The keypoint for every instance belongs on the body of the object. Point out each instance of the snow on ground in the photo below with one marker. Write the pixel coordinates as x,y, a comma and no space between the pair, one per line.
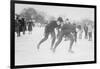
26,52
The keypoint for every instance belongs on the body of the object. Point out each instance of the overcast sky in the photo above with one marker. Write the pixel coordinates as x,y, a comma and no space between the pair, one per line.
73,13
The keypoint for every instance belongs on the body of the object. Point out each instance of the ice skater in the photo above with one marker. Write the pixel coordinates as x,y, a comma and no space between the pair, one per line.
69,31
50,29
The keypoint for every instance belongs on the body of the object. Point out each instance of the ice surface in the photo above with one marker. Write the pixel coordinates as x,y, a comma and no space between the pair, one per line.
26,52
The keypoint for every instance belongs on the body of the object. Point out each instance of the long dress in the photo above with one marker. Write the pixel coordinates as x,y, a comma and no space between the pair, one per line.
30,26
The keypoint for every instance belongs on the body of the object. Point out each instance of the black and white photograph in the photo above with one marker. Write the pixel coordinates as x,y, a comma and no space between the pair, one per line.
47,34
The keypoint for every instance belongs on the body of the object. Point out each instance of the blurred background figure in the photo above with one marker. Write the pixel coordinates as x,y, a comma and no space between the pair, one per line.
86,31
80,31
30,24
23,25
90,32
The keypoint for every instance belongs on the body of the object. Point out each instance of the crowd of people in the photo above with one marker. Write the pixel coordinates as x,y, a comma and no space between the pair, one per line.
66,30
21,25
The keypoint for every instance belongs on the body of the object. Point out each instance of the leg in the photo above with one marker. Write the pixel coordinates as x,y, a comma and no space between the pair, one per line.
53,39
44,39
71,42
59,40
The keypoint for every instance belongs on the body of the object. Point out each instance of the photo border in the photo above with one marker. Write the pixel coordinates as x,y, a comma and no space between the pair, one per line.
12,34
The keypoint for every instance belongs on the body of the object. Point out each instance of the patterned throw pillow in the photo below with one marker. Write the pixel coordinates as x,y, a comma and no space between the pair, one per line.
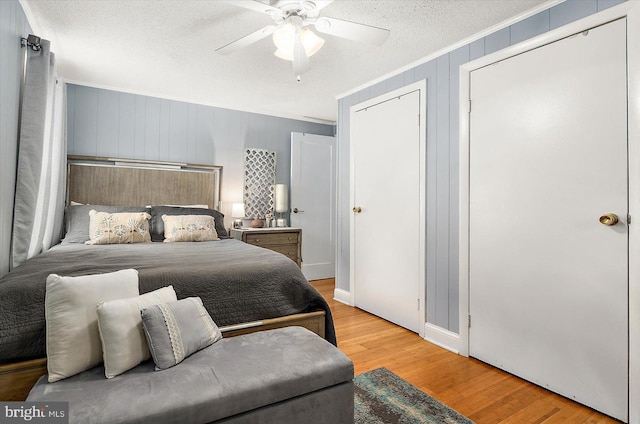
176,330
118,228
189,228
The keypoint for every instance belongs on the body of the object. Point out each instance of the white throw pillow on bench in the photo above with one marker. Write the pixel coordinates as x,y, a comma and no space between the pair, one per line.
72,334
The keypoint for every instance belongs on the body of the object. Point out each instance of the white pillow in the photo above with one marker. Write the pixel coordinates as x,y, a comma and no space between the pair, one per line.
73,338
124,344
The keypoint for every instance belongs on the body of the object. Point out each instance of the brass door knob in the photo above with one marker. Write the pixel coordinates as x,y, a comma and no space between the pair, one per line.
609,219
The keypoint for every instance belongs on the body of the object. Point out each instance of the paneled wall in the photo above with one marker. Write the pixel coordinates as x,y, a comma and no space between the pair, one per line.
121,125
13,26
442,153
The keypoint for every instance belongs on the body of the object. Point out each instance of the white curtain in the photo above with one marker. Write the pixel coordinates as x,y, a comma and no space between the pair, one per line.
41,176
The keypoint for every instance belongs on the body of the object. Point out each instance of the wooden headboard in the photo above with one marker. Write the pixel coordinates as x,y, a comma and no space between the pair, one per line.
124,182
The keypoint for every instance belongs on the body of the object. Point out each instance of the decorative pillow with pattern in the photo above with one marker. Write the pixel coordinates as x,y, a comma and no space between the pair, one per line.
176,330
118,228
189,228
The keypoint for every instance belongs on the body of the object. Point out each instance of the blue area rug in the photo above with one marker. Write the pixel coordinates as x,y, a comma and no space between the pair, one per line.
383,397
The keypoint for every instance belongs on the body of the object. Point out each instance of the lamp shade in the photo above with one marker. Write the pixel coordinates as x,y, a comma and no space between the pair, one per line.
237,210
282,198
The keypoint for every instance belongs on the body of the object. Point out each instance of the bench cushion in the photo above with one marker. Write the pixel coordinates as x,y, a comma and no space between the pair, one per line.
230,377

__OBJECTIVE__. Can you copy out all of the data above word for word, leaving out the pictures?

__THE ANSWER__.
The keypoint for every instance belongs on the body of the object. Point out each instance of the snow on ground in the photo below with one marker. Write the pixel coordinates as x,y, a comma and no space between the pair, one per line.
26,52
The keypoint for every instance belongs on the body of the object. Point out each instance of the overcast sky in the photo above with one marker. Write the pixel coordinates as x,y, a comma and no space between the pair, one per line.
73,13
The keypoint for every instance belongs on the body of the object. Point out each instance of the ice skater in the photo above with one marker. Write the pixel coordinates as x,y, a comma and no space between the pair, one per line.
69,31
50,29
The keypoint for every instance belongs on the body of the object. Point out each instance of the ice surface in the photo above with one marker. Write the pixel coordinates as x,y, a comma and no space between the pair, one per line.
26,52
The keypoint for every instance belongs on the body of the object. Point out each instance of the long dress in the photo above with one marker. Write the pixel coordinates as x,y, a comma and no space between the pair, one per line.
30,26
The keypoint for every instance belongs on the body of the object. Point out each instance of the black and white photograph in the photo above with one marker. Write the pixel coordinates as x,y, a comma and no space between the pair, one per line.
47,34
The keypoint for every instance belongs on the body of the object. Point out each instance of the blurred background figure in the photo above with one marker. Write the pixel coordinates as x,y, a comma and no space between the pair, one per line.
86,31
80,31
30,24
23,25
90,32
The keypoint for every instance belongs on the body of the object. Point out each instance of the crowd of people in the photo above with one marker. Write the pixel coordinates as x,y, a comma and no space between the pair, one per line.
66,30
21,25
The keypoint for every instance belongs on the body of the object. Point out each instance of the leg in the photo above with one marker. Write the pixel coordinates as x,y, a comma and no space between the pair, one per line.
53,39
44,39
71,42
59,40
The keypoint for every instance belongs on the body of the object. Point out each instance of the photo border in the photo above with one marker. Write the pixel coordinates as x,y, a comma and no space between the pair, one per line.
12,34
The keypoint for every instance belongs on the body of the object. Point out each instance of the patterned throw pillow in the photo below with one marker. Write the pixel coordinates as x,y, a comma and no space between the pair, one per line.
176,330
118,228
189,228
The keypoint for every instance belongs on the body of the object. Point out each instance of the white throw pillow on bench in the photo above with one marker. Write the pixel coordinates as x,y, a comma and no space between the pair, one per line.
72,334
The keypoint for every instance belongs on the body of the object. Point out each instance of the white pillow in the photo above with one marker. Write the pixel coordinates as x,y, a comma and no space between the pair, one per line.
73,338
124,344
The keypoint for every instance belongs on the body of the object. Point out each instance of the brass door knob in the photo above with one marker. Write the pixel coordinates as x,y, a comma and no space between the pair, one per line.
609,219
The keypoint for every instance belongs on the body of the object. Point out each instance of the paneled wall in the photo above with one marker. Write the pixel coordinates as x,y, a comma and no space between the pair, one per line.
121,125
13,26
442,153
The keypoint for every instance belongs on the body of the object. Point out each instance of the white curtain in the photo above with one marker. Write the pixel coordinates as x,y, a comma and no space between the pair, one per line.
41,176
The keypoint for every instance belongs on the body of the object. Point out each instance of the wooden headboard in the photo above with one marker. Write the pixel coordinates as x,y, a comma and no space between the pair, one per line.
124,182
The keypoint for every instance belongs on the body of the object. Point out each instance of the decorative pillow with pattern in the photo above with one marker. Write the pixel coordinates as x,y, a comma and no space between the pair, one per line.
176,330
118,228
189,228
The keypoint for every instance belongs on the body of the object. Point out each instance of the blue area rug in the photo above with one marker. Write the pixel coordinates as x,y, a comma and no space between the pair, one per line.
383,397
The keypoint for every instance belongs on the body of the object. Point out each instance of the lamp shade in the photo above with one marker. Write the pixel coordinates as x,y, a comma and no space between the pair, one per line.
237,210
282,198
The keypoint for every instance belongs on the body of the object. Point out each instance of the bench cushion in the photo above with one marker. Write the pixel coordinates as x,y, a comma and no space between the pair, one per line.
230,377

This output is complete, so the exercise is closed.